Os que aceitam a veracidade do fato dizem que César sempre lhe foi grato e com ele conservou boas relações de amizade mesmo após a briga com Pompeu, pois Cassius ficara do lado deste e fora um dos seus principais generais, chegando a destroçar uma esquadra cesarista no litoral da Sicília. Inconformado com a definitiva derrota de Pompeu na batalha de Farsália, ele fora à Ásia juntar forças para continuar a guerra, mas fracassara e se tornara foragido. Portanto, se havia um conservador em Roma que não poderia merecer o perdão do vitorioso era Cassius. Mas não houvera uma só família patrícia em Roma que não tivesse participado da contenda e sofrido perdas ou sérios agravos de ambos os lados, por isso César perdoou quase todos. Dado o seu generoso procedimento, os ex-adversários acharam melhor apoiá-lo ao invés de guardarem mágoas insanáveis e as antigas amizades foram reatadas. Embora não fossem colaboradores políticos, César o tratava bem e até zombava da sua esbelteza, dizendo que ele era magro porque “comia pouco, falava de menos e pensava demais”! Parece que Cassius levava isso na esportiva, pois nunca houve rusgas por conta dessas piadas.

Caius Cassius Longinus

O caso de Brutus é ainda mais estranho. César era amigo da sua família e dezesseis anos mais velho. O conhecera ainda criança e tivera um ardente caso amoroso com a sua aristocrática e rica mãe viúva, muito falado na alta sociedade romana da época. Tudo indica que ambos não casaram, apesar de terem a mesma idade e igual nível social, porque na época César era casado e não havia interesse político ou econômico no divórcio, levando-se em conta que na alta sociedade romana os casamentos se davam por interesse das famílias envolvidas e não por amor.

┄┄┄┄┄┄┄┄┄┄┄┄┄┄┄┄┄┄┄┄

De acordo com o trecho, como César explicava, em tom de zombaria, a magreza de Cassius? Responda com base exclusivamente no trecho.

┄┄┄┄┄┄┄┄┄┄┄┄┄┄┄┄┄┄┄┄

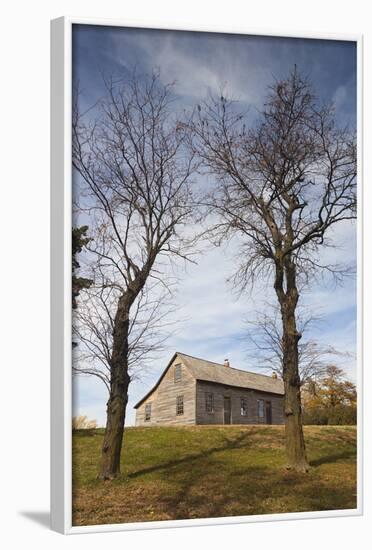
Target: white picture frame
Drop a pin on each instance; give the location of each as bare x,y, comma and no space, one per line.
61,368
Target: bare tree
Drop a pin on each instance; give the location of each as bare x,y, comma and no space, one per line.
265,336
283,184
134,171
93,326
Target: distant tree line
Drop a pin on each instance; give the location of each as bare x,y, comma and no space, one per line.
330,399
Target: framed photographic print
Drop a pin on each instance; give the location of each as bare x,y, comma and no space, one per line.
206,302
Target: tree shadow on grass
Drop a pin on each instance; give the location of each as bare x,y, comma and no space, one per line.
237,443
329,459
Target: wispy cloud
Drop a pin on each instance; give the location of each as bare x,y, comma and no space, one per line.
213,318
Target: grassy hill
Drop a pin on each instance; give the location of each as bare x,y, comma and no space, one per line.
198,472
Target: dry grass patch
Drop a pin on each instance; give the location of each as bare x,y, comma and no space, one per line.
198,472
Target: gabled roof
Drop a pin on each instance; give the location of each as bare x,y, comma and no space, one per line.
207,371
229,376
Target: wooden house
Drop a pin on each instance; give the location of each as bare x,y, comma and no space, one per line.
196,391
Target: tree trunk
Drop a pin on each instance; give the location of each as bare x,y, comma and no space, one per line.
295,443
117,402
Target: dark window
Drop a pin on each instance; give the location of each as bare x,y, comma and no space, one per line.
209,402
179,404
177,372
243,406
148,411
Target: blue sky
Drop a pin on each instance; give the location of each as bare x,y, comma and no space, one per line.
200,63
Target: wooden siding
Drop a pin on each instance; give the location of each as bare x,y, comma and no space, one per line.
252,396
163,399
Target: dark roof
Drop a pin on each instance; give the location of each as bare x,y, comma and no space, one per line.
207,371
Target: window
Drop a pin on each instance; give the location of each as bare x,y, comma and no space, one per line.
243,406
148,411
177,372
209,404
179,404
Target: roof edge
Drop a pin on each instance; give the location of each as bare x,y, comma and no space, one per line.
158,382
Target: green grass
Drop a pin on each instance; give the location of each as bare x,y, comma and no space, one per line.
199,472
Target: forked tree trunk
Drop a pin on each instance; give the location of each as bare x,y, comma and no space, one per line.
295,443
117,402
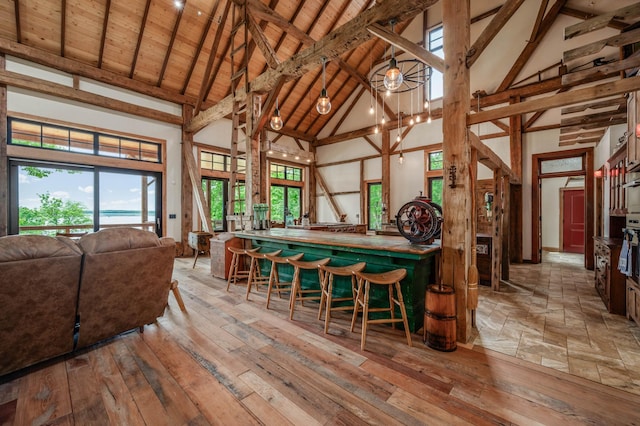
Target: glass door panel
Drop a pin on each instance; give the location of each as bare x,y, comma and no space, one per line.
52,199
130,199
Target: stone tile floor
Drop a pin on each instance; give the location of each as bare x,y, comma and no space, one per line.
550,314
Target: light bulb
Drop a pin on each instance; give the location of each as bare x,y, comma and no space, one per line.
324,103
393,77
276,120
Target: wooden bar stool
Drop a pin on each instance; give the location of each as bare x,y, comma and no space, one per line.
391,279
297,292
236,271
327,299
274,276
255,275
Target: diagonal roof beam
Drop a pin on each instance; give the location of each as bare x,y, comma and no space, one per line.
332,45
408,46
601,21
262,42
506,12
531,46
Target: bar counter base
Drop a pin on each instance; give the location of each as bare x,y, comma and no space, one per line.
380,252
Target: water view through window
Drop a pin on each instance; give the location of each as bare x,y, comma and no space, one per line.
59,200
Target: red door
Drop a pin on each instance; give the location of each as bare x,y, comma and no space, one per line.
573,221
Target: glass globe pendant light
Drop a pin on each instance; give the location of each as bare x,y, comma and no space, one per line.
393,77
324,103
276,120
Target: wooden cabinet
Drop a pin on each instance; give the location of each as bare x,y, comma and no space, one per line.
617,173
609,282
633,301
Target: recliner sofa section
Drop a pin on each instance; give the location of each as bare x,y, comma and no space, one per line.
107,282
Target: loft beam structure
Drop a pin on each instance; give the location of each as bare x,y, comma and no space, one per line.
334,44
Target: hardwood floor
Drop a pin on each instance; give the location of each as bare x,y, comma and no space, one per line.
232,362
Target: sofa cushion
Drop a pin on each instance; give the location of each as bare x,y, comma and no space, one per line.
126,276
39,278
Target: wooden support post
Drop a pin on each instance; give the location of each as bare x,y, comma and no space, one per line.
386,175
4,172
496,232
456,147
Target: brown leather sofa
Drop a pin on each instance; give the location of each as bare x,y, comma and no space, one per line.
57,295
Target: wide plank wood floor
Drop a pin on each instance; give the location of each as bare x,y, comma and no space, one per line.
232,362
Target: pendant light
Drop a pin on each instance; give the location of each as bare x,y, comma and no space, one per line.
276,120
324,103
393,77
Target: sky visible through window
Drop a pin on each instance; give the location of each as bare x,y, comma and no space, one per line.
120,195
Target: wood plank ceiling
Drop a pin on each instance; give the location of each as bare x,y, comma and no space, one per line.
180,51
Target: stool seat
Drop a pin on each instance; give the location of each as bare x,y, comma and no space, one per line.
236,272
297,292
392,280
274,276
255,275
326,301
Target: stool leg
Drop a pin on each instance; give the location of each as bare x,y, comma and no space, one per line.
323,295
356,305
176,294
403,310
295,283
327,315
233,270
195,260
365,315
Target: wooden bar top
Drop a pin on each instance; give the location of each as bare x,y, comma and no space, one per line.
394,244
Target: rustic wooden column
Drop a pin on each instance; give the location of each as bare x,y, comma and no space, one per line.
515,204
4,172
386,175
312,185
496,233
456,147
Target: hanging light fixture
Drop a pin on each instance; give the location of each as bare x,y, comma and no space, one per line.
276,120
393,77
324,103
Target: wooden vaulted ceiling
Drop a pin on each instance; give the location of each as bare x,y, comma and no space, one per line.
182,54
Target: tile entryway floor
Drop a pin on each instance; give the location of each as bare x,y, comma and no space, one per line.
550,314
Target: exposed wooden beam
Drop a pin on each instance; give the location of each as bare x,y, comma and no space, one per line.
490,159
49,88
532,45
84,70
325,189
341,40
580,14
103,35
620,103
261,41
506,11
568,98
593,48
172,40
590,118
408,46
601,21
143,25
583,135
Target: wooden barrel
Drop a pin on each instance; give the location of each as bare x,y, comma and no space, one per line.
440,318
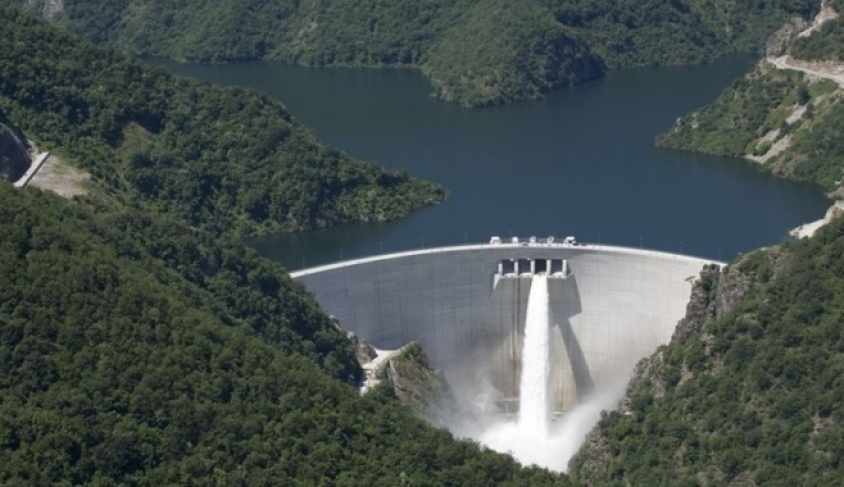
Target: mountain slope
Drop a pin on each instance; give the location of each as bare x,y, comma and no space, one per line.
754,397
225,159
512,53
786,120
134,351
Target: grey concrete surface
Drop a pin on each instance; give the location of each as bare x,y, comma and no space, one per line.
615,307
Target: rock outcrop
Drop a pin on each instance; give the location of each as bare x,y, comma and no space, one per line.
417,385
14,152
714,294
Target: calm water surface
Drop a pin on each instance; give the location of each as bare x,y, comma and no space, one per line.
581,162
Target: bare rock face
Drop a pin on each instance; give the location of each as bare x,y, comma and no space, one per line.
417,385
701,304
714,294
14,153
363,350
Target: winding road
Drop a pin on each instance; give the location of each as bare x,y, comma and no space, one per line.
785,62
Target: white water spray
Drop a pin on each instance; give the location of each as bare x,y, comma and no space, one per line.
534,439
534,414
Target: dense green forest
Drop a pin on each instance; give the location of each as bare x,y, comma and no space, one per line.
220,158
134,351
754,398
476,52
140,344
766,107
828,44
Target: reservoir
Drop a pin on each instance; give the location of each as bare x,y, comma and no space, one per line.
579,162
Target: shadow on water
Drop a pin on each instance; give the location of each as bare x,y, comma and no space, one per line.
580,162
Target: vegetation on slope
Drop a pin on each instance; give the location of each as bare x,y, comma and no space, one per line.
754,398
634,33
476,52
827,44
766,107
136,352
220,158
504,52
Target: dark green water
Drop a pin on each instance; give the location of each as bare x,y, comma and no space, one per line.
580,162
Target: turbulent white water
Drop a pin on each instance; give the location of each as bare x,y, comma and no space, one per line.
534,414
534,438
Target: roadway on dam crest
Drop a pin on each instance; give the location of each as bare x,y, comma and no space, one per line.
612,307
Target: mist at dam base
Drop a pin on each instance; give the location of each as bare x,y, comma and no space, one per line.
533,337
580,161
535,437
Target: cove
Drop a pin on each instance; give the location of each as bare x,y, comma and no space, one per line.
579,162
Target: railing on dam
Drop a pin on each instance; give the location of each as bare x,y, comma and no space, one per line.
498,246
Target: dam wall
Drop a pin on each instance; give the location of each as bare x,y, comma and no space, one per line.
466,305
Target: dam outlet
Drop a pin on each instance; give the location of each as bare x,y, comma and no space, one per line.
531,333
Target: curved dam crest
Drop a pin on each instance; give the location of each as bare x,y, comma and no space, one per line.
467,305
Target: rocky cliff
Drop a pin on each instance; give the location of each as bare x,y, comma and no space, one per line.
14,152
417,385
713,295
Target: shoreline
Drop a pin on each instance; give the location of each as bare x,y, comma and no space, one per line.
807,230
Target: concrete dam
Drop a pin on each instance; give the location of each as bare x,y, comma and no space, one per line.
467,306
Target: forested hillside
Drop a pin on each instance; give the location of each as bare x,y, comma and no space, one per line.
220,158
139,343
476,52
787,121
754,397
134,351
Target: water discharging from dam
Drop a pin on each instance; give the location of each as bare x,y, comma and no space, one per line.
534,413
533,438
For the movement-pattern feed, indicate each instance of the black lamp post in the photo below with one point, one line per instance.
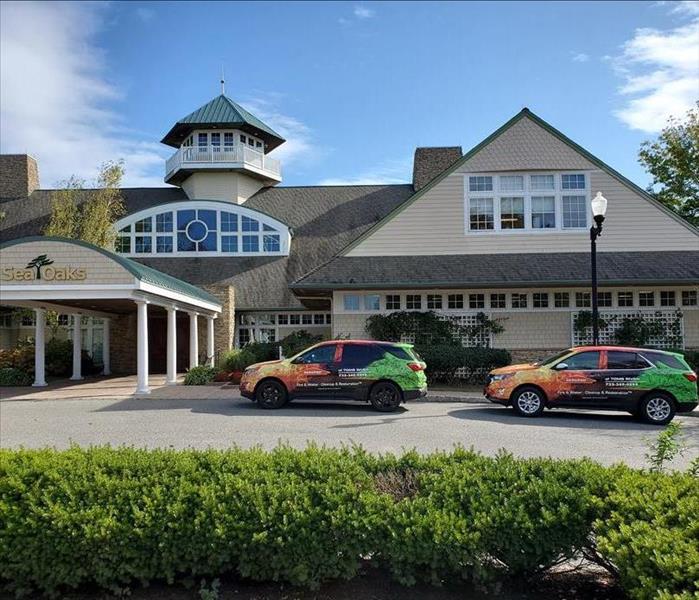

┄┄┄┄┄┄┄┄┄┄┄┄┄┄┄┄┄┄┄┄

■ **RESPOSTA DO EXERCÍCIO**: César dizia que Cassius era magro porque “comia pouco, falava de menos e pensava demais”.